* _WHAT TO PRODUCE_
Copy out the listing below word for word, keeping every line of it unchanged.

* _DATASET RECORDS_
%%

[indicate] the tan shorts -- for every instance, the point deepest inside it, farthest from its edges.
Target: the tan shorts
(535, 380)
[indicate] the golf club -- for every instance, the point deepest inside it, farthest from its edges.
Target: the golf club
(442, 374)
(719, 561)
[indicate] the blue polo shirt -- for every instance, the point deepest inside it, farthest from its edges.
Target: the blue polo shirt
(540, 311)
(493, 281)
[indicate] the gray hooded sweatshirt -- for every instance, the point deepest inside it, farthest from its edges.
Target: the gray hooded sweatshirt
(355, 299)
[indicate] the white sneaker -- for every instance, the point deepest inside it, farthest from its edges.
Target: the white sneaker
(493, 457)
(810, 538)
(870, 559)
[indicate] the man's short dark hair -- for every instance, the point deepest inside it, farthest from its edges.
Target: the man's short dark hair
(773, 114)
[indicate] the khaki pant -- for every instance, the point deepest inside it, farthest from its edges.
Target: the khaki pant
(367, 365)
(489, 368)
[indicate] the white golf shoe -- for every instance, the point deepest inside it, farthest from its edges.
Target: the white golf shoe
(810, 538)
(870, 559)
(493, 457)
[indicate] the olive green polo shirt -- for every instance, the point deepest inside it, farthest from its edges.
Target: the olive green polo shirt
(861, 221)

%%

* _RIGHT ANSWER_
[indicate] the tan shorts -- for every instance, the point deepest inside it, farthest from its edges.
Target: the tan shorts
(535, 380)
[indicate] the golf club -- for every instance, the point deepest inside it, farthest from its edges.
Target: the golf club
(442, 374)
(719, 561)
[indicate] the blue polo shirt -- for every instance, the point deepest inside it, farthest from its edges.
Target: the blue polo shirt
(540, 311)
(493, 281)
[indicate] the gray hooded sweatshirt -- for every instance, the point deepest inside it, farthest from its edges.
Target: the gray hooded sweatshirt
(355, 299)
[indicate] the white sneaker -- for every instance, the point deepest inside it, farthest from its edges.
Target: the white sneaker
(493, 457)
(810, 538)
(870, 559)
[indicate] the man's short dark hair -- for every instance, the point deepest inside it, farthest from its edges.
Target: the man's short dark hair
(773, 114)
[indicate] the khaki pant -- for every instance, the point deepest inside it, farthest from its edges.
Target: the khaki pant
(367, 365)
(489, 368)
[indicate] the white golf shoe -- for every instance, the point deepest inside it, farthest from its edges.
Target: the white golf shoe
(810, 538)
(870, 559)
(493, 457)
[indicate] the olive green polo shirt -- for every instance, the point deepest inside it, farthest from its edges.
Target: the olive green polo shirt
(861, 221)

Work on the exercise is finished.